▶ **EXTRACTED INFORMATION**:

►

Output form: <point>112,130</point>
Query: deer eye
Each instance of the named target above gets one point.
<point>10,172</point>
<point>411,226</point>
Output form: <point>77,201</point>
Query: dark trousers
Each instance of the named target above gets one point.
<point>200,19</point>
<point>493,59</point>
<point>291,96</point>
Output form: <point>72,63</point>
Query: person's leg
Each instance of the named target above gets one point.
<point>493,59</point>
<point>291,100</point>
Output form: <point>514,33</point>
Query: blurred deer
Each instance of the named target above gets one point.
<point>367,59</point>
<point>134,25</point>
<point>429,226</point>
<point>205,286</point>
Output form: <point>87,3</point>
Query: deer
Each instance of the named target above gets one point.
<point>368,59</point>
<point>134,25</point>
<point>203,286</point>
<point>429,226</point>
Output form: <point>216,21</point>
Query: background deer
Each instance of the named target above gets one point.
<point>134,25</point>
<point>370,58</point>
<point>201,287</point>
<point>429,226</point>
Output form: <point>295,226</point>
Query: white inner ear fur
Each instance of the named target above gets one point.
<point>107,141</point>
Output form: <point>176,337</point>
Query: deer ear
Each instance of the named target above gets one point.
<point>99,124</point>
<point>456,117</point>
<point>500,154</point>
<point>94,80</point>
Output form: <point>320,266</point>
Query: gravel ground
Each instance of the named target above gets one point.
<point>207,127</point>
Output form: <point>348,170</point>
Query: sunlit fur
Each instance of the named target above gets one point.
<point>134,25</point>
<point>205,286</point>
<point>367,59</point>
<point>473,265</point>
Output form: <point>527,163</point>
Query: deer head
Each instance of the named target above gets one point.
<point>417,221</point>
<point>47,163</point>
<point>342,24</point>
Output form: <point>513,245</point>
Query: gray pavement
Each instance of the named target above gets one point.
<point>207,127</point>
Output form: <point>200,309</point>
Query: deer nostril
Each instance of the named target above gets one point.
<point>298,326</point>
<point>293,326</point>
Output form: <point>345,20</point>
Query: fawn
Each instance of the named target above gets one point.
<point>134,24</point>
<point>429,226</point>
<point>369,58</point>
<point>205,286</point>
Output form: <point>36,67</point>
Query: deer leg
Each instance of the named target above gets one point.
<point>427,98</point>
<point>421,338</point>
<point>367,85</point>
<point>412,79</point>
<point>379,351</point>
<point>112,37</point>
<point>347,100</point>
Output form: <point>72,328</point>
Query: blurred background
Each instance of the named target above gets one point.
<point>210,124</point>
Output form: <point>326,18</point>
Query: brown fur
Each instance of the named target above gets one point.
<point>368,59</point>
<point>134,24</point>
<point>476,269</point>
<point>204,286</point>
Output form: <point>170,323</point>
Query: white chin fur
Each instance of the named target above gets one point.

◄
►

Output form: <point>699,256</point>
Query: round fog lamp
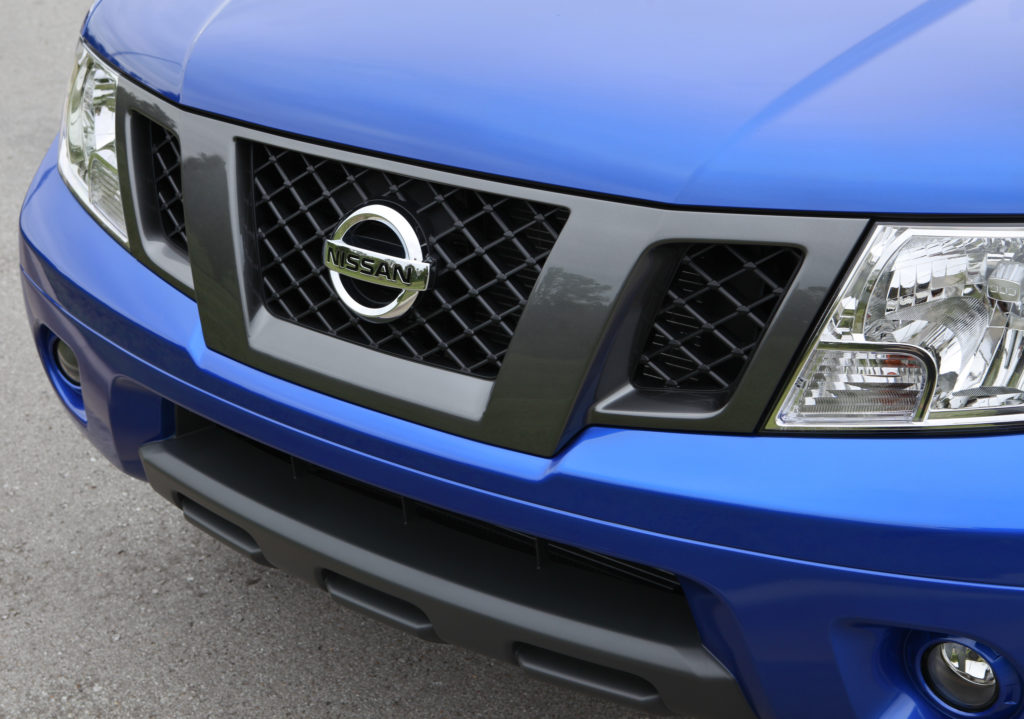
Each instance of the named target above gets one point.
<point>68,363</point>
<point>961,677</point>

◄

▶ **AIM OF THE TASK**:
Return only the lines between the one holding "Output form: <point>112,130</point>" and the one holding "Query: gravel ground", inclusive, exactly as they appear above.

▶ **SOLUTION**:
Output form: <point>112,130</point>
Query: deer eye
Each instance of the named target above gets one point.
<point>10,172</point>
<point>411,226</point>
Output form: <point>77,201</point>
Query: dark trousers
Each instance of the named target above gets one point.
<point>200,19</point>
<point>493,59</point>
<point>291,96</point>
Output form: <point>72,63</point>
Query: person's leg
Each instance of the named target above gets one point.
<point>493,59</point>
<point>291,100</point>
Output form: <point>514,33</point>
Query: blurred deer
Each instance of the named target above gets one point.
<point>367,59</point>
<point>134,25</point>
<point>429,226</point>
<point>205,286</point>
Output form: <point>87,3</point>
Query: deer
Each instance of the named target above gets one point.
<point>368,59</point>
<point>134,25</point>
<point>203,286</point>
<point>429,226</point>
Output form: <point>216,21</point>
Query: background deer
Each instance of the named target above gets one point.
<point>134,25</point>
<point>370,58</point>
<point>201,287</point>
<point>429,226</point>
Output form: <point>295,226</point>
Query: white inner ear fur
Each instance of the named target above gets one point.
<point>107,141</point>
Output form: <point>176,337</point>
Query: deer ear
Each instance of the named target above gets one point.
<point>99,124</point>
<point>456,117</point>
<point>500,154</point>
<point>94,80</point>
Output form: <point>320,266</point>
Query: gravel ground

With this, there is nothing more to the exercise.